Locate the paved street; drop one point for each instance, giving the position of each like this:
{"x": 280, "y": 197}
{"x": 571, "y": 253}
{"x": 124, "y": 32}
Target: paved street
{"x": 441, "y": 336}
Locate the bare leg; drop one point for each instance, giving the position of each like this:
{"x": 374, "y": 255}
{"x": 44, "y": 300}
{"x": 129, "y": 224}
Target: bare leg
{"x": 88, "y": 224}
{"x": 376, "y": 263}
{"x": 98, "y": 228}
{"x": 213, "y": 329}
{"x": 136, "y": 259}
* * *
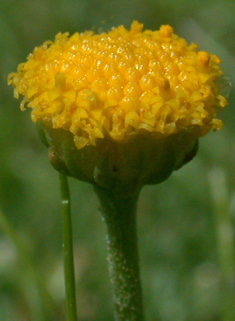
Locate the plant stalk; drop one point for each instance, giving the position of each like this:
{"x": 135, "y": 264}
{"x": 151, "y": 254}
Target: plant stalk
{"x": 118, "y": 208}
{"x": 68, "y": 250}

● Required task: Count the lines in the listing above that contain the string "street", with case mattering, and reply with that number alone.

● The solution: 2